Aim of the task:
Look below for lines that hold the string "vest" and copy each one.

Stored data entries:
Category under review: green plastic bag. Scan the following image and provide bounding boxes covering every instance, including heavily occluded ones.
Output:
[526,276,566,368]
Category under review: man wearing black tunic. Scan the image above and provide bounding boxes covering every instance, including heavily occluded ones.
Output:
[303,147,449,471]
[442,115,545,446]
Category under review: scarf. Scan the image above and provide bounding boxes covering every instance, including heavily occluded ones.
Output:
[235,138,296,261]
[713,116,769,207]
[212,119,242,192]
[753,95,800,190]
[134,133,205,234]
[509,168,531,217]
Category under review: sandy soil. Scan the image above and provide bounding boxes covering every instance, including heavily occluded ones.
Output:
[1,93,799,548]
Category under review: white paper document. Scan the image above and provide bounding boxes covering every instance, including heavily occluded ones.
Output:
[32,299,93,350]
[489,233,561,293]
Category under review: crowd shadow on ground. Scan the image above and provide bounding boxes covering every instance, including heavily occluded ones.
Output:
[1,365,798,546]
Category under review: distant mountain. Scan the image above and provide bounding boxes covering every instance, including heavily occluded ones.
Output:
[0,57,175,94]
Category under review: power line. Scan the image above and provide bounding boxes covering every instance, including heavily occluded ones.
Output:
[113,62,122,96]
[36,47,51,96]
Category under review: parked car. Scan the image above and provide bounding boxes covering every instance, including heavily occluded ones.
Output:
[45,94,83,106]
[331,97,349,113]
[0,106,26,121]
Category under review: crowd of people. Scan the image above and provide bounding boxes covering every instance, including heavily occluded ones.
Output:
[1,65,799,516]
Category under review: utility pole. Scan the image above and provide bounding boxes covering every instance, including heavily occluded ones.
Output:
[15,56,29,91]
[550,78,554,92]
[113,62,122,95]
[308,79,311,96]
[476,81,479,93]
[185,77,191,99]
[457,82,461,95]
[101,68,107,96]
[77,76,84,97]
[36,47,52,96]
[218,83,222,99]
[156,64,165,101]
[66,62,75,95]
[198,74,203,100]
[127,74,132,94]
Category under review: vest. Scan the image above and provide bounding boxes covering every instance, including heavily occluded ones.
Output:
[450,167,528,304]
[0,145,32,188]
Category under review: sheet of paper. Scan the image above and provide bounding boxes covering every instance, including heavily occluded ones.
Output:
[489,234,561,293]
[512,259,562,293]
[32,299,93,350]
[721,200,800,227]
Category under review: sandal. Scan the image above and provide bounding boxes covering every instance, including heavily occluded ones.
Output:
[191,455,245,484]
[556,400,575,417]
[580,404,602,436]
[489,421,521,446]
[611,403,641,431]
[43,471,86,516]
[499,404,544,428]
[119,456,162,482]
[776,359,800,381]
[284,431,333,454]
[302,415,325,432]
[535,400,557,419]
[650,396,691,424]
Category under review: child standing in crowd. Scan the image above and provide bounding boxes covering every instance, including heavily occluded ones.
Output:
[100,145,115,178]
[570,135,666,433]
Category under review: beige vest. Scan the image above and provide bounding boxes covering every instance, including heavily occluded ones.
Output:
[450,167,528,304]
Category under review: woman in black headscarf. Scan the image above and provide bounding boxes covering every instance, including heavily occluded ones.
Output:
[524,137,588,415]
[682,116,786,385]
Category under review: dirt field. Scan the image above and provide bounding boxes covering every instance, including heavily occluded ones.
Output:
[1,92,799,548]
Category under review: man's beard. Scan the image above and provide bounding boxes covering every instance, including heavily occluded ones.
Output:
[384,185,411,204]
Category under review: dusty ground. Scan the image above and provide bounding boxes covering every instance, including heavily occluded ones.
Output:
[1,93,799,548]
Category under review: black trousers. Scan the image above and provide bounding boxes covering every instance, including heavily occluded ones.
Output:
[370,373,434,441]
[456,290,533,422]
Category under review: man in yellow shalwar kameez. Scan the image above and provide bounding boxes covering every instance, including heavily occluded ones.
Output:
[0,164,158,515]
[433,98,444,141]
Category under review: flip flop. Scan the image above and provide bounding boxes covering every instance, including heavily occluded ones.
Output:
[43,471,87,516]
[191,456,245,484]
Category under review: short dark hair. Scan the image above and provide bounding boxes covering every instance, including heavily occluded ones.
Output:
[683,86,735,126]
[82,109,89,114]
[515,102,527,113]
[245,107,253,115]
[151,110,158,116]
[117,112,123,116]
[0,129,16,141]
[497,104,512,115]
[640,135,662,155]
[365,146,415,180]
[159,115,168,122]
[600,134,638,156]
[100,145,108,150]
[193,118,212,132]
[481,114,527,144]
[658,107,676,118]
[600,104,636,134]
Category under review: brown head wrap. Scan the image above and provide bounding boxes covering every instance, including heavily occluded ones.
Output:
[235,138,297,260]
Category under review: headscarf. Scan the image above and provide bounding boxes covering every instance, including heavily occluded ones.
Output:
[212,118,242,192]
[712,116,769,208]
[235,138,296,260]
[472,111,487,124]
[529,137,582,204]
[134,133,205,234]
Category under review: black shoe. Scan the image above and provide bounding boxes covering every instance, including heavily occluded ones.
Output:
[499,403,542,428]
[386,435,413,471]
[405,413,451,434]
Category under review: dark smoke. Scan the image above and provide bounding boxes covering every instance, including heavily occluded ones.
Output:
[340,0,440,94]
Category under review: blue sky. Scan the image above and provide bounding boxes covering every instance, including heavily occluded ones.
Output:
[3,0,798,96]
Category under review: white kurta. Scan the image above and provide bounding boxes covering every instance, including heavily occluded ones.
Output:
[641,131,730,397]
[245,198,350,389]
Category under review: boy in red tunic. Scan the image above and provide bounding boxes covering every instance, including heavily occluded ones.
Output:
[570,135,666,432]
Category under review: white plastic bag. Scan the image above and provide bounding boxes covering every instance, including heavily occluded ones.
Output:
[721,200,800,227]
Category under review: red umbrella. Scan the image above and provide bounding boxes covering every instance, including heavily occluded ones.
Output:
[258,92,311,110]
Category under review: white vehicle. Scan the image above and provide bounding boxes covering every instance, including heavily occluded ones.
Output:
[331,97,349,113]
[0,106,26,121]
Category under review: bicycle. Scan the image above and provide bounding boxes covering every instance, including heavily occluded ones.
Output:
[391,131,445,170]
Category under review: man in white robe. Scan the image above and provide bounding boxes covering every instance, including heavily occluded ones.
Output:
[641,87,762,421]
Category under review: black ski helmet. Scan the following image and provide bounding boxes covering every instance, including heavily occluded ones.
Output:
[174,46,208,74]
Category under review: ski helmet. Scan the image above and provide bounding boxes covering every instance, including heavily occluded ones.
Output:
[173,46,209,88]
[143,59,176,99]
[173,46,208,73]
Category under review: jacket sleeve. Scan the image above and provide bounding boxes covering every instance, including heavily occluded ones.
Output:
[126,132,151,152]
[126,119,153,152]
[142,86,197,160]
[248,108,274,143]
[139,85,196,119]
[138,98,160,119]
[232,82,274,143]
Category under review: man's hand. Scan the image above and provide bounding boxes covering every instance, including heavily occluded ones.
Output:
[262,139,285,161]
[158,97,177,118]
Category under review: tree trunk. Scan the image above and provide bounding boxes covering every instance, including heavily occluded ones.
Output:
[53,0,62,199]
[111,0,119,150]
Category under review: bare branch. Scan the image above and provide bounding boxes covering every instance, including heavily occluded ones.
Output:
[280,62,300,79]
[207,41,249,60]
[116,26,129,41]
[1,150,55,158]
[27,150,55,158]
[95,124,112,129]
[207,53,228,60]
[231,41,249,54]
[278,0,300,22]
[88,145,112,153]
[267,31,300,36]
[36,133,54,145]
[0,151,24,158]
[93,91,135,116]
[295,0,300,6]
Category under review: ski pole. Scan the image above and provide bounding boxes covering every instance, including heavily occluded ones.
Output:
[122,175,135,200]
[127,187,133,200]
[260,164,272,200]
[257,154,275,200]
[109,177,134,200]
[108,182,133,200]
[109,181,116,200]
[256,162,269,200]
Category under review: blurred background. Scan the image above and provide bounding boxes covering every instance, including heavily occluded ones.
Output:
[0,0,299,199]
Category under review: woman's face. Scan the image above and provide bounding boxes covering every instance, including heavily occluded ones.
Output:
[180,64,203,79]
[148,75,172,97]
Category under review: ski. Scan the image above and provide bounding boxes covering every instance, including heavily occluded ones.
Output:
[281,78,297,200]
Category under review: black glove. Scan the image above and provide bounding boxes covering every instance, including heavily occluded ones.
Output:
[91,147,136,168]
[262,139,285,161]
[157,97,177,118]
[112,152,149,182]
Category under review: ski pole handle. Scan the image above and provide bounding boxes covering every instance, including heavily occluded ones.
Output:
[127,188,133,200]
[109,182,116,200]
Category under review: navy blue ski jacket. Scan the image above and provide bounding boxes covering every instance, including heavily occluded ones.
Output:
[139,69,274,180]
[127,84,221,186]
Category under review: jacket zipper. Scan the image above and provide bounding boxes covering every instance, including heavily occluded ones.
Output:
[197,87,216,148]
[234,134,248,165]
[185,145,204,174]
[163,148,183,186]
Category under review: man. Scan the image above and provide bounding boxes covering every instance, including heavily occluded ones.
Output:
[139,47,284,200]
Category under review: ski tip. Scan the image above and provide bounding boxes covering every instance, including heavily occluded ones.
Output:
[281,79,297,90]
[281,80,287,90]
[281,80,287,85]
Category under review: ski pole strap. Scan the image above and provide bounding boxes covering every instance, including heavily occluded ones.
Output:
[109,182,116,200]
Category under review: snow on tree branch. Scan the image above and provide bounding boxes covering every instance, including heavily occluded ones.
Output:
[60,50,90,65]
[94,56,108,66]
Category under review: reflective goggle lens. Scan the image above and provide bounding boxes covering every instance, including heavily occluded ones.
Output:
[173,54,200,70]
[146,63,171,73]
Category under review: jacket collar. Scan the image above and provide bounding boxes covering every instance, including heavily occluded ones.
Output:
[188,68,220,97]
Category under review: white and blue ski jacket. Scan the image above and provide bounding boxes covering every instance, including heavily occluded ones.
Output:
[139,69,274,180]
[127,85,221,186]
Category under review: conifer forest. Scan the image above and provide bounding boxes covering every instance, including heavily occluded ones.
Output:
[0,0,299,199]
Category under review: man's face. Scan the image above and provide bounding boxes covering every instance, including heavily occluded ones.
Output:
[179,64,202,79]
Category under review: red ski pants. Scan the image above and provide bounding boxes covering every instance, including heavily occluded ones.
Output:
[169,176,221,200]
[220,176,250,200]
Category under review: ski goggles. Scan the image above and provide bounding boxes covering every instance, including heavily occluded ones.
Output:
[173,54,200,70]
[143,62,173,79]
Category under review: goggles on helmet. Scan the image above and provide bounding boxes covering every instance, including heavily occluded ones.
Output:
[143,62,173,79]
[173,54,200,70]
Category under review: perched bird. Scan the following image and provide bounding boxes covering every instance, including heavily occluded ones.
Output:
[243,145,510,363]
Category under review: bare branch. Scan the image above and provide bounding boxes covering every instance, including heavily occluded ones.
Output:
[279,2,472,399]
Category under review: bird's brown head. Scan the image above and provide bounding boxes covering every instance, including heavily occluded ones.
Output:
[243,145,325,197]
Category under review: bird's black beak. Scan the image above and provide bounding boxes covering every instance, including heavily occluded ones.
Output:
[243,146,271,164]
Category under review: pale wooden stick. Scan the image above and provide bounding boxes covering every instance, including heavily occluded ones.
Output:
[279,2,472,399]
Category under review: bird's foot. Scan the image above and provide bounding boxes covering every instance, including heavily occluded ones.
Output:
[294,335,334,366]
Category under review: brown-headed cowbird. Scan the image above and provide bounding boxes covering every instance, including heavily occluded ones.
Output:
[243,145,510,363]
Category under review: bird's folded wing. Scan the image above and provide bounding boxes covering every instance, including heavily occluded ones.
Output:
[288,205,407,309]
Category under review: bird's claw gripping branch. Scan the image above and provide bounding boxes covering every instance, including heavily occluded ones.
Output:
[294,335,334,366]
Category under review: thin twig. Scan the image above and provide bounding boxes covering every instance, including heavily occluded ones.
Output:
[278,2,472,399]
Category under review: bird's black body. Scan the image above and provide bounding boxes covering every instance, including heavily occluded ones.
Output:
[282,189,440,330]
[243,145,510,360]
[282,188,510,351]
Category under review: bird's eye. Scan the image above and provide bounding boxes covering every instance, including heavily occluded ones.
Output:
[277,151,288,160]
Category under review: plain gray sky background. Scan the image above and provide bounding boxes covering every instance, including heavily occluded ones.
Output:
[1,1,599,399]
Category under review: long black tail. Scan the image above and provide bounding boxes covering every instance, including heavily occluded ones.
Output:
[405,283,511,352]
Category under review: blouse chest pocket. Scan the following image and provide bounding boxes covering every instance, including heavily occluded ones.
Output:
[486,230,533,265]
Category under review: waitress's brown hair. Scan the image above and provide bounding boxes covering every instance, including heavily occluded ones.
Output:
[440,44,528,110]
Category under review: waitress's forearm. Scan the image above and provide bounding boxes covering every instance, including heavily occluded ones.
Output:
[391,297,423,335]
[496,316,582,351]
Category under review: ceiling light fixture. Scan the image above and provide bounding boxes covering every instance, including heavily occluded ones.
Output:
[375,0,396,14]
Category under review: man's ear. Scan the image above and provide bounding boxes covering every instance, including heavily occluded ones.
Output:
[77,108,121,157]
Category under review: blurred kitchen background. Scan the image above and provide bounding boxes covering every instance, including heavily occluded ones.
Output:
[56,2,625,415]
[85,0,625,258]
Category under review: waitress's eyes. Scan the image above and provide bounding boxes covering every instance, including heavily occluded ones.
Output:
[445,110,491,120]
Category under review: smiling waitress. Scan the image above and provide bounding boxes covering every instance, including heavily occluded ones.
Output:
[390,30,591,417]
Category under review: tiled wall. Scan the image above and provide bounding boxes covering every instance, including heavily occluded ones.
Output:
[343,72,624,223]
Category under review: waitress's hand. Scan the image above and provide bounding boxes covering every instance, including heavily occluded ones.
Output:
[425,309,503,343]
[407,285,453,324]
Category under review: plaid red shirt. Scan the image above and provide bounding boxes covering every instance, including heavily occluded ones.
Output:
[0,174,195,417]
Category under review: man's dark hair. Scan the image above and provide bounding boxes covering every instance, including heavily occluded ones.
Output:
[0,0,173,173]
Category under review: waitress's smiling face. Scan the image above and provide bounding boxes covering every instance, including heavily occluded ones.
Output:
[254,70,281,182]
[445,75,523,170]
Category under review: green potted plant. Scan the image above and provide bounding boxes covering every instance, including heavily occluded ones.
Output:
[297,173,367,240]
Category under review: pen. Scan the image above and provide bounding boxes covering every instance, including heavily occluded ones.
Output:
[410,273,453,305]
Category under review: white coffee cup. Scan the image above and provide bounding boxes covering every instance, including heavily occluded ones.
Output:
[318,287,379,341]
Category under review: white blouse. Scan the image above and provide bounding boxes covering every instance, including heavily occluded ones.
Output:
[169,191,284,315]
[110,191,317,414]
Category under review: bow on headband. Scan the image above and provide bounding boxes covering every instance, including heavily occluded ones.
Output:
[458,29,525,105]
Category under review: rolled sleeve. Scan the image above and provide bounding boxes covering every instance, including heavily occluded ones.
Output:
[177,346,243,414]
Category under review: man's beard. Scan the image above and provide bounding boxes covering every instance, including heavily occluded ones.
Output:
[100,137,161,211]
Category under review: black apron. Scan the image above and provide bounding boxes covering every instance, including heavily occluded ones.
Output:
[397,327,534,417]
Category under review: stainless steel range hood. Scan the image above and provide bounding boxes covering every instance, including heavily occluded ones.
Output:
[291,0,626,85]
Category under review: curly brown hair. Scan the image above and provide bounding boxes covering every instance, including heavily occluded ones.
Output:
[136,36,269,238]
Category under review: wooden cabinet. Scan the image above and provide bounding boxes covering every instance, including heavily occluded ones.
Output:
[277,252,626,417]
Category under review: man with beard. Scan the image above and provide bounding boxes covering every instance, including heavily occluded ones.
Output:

Response to the task:
Category under review: vest. Scan the image above and provide bounding boxes covering every instance, including heavily occluded ones.
Category under review: beige vest. Scan the image above and provide bounding boxes covering every instance, including heavily occluded ones.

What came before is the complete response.